== Records to use ==
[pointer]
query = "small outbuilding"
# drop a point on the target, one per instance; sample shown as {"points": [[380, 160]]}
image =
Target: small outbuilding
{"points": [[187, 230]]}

== Exercise description ==
The answer must be the same records, repeated exactly and in full.

== Output below ==
[pointer]
query = "small outbuilding"
# drop a point on the target, one per instance; sample shown as {"points": [[380, 160]]}
image =
Target: small outbuilding
{"points": [[187, 230]]}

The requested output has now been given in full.